DESCRIPTION OF THE TASK
Copy out every row below, requests included, offsetting each bounding-box coordinate in the answers by -55. Leave out the pictures.

##############################

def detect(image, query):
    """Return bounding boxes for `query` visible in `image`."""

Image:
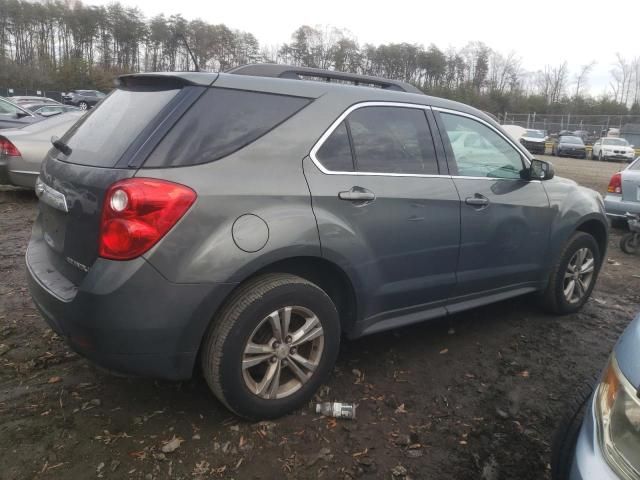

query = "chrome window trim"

[309,102,451,178]
[432,107,531,169]
[309,102,540,183]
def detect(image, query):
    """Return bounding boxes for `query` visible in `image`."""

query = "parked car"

[62,90,106,110]
[551,135,587,158]
[26,65,608,418]
[22,103,81,117]
[604,157,640,227]
[0,97,44,130]
[8,95,60,105]
[591,137,635,162]
[551,315,640,480]
[0,111,83,188]
[520,130,547,154]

##############################

RESPONSE TO THIS TASK
def detect(image, query):
    """Return bounding boxes for `query` visible in `image`."""

Image:

query = "chrome window trim"

[254,47,396,123]
[377,52,476,114]
[254,47,485,128]
def detect(image, query):
    """Return bounding boxes for `query` visible in `image`."""

query = "parked car"

[7,35,51,55]
[496,80,532,103]
[-29,10,553,363]
[-33,48,26,62]
[549,102,585,172]
[-55,42,-11,75]
[-47,40,5,50]
[536,82,580,107]
[496,260,585,425]
[-55,56,28,133]
[465,75,492,99]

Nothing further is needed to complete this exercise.